→ **TASK**
Set out every line of the rows below as a Markdown table with two columns, Number and Line, one line per table row, skipping blank lines. Leave the pictures out.

→ **RECORD SET**
__________________________________________________

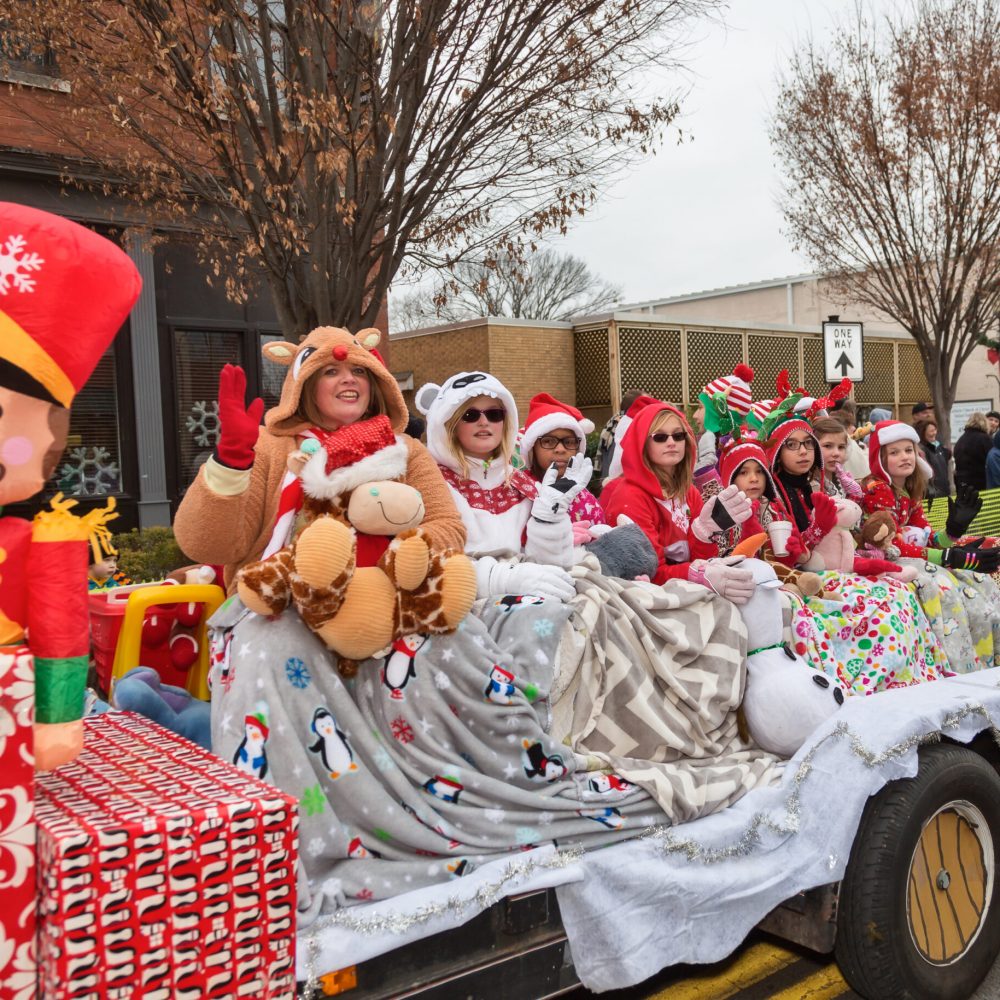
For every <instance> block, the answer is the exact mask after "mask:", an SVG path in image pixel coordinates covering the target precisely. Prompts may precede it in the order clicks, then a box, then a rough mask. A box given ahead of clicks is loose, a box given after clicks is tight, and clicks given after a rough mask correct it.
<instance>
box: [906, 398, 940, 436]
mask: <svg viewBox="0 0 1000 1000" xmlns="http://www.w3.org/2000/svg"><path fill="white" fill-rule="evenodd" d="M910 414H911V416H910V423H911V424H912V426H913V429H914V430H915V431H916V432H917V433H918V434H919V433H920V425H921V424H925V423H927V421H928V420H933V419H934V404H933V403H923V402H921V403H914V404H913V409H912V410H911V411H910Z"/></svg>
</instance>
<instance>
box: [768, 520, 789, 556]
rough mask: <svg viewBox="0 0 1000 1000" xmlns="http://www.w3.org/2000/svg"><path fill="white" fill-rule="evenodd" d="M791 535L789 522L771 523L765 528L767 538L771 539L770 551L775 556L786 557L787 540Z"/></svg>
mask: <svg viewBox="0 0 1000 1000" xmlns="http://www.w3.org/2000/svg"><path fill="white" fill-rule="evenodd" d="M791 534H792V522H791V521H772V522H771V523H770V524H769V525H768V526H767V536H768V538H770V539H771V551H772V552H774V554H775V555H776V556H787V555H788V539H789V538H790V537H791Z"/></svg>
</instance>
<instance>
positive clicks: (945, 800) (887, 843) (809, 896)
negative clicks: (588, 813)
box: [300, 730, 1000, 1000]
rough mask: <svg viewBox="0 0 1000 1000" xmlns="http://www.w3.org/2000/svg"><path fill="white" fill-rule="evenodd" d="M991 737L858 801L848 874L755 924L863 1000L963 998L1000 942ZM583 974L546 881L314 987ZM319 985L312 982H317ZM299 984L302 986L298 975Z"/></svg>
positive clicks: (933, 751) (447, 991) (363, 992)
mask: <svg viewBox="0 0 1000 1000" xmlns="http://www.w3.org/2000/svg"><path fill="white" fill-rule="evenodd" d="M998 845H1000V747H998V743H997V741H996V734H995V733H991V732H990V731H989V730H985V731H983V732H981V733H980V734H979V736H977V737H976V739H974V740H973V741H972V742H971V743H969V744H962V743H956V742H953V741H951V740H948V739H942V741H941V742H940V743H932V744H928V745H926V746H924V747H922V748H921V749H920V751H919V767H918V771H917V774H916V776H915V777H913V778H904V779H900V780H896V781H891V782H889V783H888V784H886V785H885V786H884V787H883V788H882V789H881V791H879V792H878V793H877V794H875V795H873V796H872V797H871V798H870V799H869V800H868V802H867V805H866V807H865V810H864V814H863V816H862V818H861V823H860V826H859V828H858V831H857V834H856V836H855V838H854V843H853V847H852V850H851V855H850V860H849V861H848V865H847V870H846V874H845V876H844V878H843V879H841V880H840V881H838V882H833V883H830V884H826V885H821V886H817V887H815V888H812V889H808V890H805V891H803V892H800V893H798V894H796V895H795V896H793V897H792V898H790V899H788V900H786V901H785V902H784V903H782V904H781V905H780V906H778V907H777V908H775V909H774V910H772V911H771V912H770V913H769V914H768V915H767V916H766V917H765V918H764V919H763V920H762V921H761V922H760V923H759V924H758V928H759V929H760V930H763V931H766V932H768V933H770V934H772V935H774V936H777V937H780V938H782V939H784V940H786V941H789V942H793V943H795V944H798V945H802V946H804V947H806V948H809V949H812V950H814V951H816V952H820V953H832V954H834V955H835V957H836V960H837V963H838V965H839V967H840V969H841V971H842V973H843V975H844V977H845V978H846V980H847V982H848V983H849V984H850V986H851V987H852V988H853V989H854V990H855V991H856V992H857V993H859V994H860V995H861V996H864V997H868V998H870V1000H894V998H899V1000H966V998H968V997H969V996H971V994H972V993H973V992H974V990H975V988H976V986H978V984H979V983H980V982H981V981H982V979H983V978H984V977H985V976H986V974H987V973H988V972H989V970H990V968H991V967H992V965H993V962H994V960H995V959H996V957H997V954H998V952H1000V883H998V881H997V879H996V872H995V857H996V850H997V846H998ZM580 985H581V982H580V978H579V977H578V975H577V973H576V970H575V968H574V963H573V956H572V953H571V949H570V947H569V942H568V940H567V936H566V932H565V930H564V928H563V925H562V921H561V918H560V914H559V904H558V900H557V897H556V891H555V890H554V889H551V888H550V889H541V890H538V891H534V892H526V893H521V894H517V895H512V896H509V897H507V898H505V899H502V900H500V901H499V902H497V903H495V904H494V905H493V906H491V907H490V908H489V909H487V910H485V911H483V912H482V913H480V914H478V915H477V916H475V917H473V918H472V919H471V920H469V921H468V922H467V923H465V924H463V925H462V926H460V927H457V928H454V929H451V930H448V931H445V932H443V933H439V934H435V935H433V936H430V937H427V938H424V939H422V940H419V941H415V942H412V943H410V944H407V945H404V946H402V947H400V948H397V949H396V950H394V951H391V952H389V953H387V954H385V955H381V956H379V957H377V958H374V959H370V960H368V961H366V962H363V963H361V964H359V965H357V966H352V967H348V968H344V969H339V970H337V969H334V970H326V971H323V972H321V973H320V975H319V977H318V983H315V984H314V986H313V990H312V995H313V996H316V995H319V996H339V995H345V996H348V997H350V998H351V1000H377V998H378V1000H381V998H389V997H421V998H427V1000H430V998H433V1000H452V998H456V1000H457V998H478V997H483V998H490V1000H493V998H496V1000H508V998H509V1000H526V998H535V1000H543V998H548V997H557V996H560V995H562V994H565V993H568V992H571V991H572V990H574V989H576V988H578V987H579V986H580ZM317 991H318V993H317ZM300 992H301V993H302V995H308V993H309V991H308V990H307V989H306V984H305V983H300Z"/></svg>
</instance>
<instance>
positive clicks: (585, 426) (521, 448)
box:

__________________________________________________

→ **WRITTEN RESPONSE**
| Number | Line |
|---|---|
| 1 | For every <instance> block, the answer is the exact mask after "mask:", an SVG path in image pixel coordinates covering the target precisely. Prompts may precede it in the order clicks, then a box, then a rough mask. A box given ahead of clicks is loose, a box given after clicks is tight, and clicks given after a rough mask correct it. |
| 2 | <instance> |
| 3 | box: [906, 398, 940, 436] |
| 4 | mask: <svg viewBox="0 0 1000 1000" xmlns="http://www.w3.org/2000/svg"><path fill="white" fill-rule="evenodd" d="M910 414H911V416H910V423H911V424H912V426H913V429H914V430H915V431H916V432H917V433H918V434H919V433H920V425H921V424H925V423H927V421H928V420H933V419H934V404H933V403H923V402H921V403H914V404H913V409H912V410H911V411H910Z"/></svg> |
| 5 | </instance> |
| 6 | <instance> |
| 7 | box: [768, 520, 789, 556] |
| 8 | rough mask: <svg viewBox="0 0 1000 1000" xmlns="http://www.w3.org/2000/svg"><path fill="white" fill-rule="evenodd" d="M791 535L789 522L771 523L765 528L767 538L771 539L770 551L775 556L786 557L787 540Z"/></svg> |
| 9 | mask: <svg viewBox="0 0 1000 1000" xmlns="http://www.w3.org/2000/svg"><path fill="white" fill-rule="evenodd" d="M791 534H792V522H791V521H772V522H771V523H770V524H769V525H768V526H767V536H768V538H770V539H771V551H772V552H774V554H775V555H776V556H787V555H788V539H789V538H790V537H791Z"/></svg> |
| 10 | </instance> |
| 11 | <instance> |
| 12 | positive clicks: (945, 800) (887, 843) (809, 896) |
| 13 | negative clicks: (588, 813) |
| 14 | box: [300, 730, 1000, 1000] |
| 15 | rough mask: <svg viewBox="0 0 1000 1000" xmlns="http://www.w3.org/2000/svg"><path fill="white" fill-rule="evenodd" d="M991 737L858 801L848 874L755 924L863 1000L963 998L1000 942ZM583 974L546 881L314 987ZM319 985L312 982H317ZM299 984L302 986L298 975Z"/></svg> |
| 16 | positive clicks: (933, 751) (447, 991) (363, 992) |
| 17 | mask: <svg viewBox="0 0 1000 1000" xmlns="http://www.w3.org/2000/svg"><path fill="white" fill-rule="evenodd" d="M998 845H1000V747H998V743H997V741H996V734H995V733H991V732H990V731H989V730H985V731H983V732H981V733H980V734H979V736H977V737H976V739H974V740H973V741H972V742H971V743H969V744H962V743H956V742H953V741H951V740H948V739H942V741H941V742H940V743H932V744H928V745H926V746H924V747H922V748H921V749H920V751H919V767H918V771H917V774H916V776H915V777H913V778H904V779H900V780H896V781H891V782H889V783H888V784H886V785H885V786H884V787H883V788H882V789H881V791H879V792H878V793H877V794H875V795H873V796H872V797H871V798H870V799H869V800H868V802H867V805H866V807H865V810H864V814H863V816H862V818H861V823H860V826H859V828H858V831H857V834H856V836H855V838H854V843H853V847H852V850H851V855H850V860H849V861H848V865H847V870H846V874H845V876H844V878H843V879H841V880H840V881H838V882H833V883H830V884H826V885H821V886H817V887H815V888H812V889H808V890H805V891H803V892H800V893H798V894H796V895H795V896H793V897H792V898H790V899H788V900H786V901H785V902H784V903H782V904H781V905H780V906H778V907H777V908H775V909H774V910H772V911H771V912H770V913H769V914H768V915H767V916H766V917H765V918H764V919H763V920H762V921H761V922H760V923H759V924H758V928H759V929H760V930H763V931H766V932H768V933H770V934H772V935H774V936H777V937H780V938H782V939H784V940H786V941H789V942H793V943H795V944H798V945H802V946H804V947H806V948H809V949H812V950H814V951H816V952H820V953H832V954H834V955H835V957H836V960H837V963H838V965H839V967H840V969H841V971H842V973H843V975H844V977H845V978H846V980H847V982H848V983H849V984H850V986H851V987H852V988H853V989H854V990H855V991H856V992H857V993H859V994H860V995H861V996H864V997H868V998H870V1000H894V998H899V1000H966V998H968V997H969V996H971V994H972V993H973V992H974V990H975V988H976V986H978V984H979V983H980V982H981V981H982V979H983V978H984V977H985V976H986V974H987V973H988V972H989V970H990V968H991V967H992V965H993V962H994V960H995V959H996V957H997V954H998V952H1000V883H998V881H997V879H996V872H995V857H996V850H997V846H998ZM580 985H581V982H580V978H579V977H578V975H577V973H576V970H575V968H574V963H573V956H572V953H571V949H570V947H569V942H568V940H567V936H566V932H565V930H564V928H563V925H562V921H561V918H560V914H559V904H558V900H557V897H556V891H555V890H554V889H551V888H550V889H541V890H538V891H534V892H526V893H521V894H517V895H512V896H509V897H507V898H505V899H502V900H500V901H499V902H497V903H495V904H494V905H493V906H491V907H490V908H489V909H487V910H485V911H483V912H482V913H480V914H478V915H477V916H475V917H473V918H472V919H471V920H469V921H468V922H467V923H465V924H463V925H462V926H460V927H457V928H454V929H451V930H448V931H445V932H443V933H439V934H435V935H433V936H430V937H427V938H424V939H422V940H419V941H415V942H412V943H410V944H407V945H404V946H402V947H400V948H397V949H396V950H394V951H391V952H389V953H387V954H385V955H381V956H379V957H377V958H374V959H370V960H368V961H366V962H363V963H361V964H359V965H357V966H352V967H348V968H344V969H339V970H337V969H334V970H326V971H323V972H321V973H320V975H319V977H318V983H315V984H314V986H313V990H312V995H313V996H316V995H319V996H339V995H345V996H348V997H350V998H351V1000H377V998H378V1000H381V998H389V997H421V998H427V1000H430V998H433V1000H452V998H456V1000H457V998H478V997H483V998H490V1000H493V998H496V1000H508V998H509V1000H526V998H535V1000H543V998H548V997H557V996H560V995H562V994H565V993H568V992H571V991H572V990H574V989H576V988H578V987H579V986H580ZM317 991H318V993H317ZM300 992H301V993H302V995H308V993H309V991H308V990H307V989H306V984H305V983H300Z"/></svg> |
| 18 | </instance> |
| 19 | <instance> |
| 20 | positive clicks: (585, 426) (521, 448) |
| 21 | box: |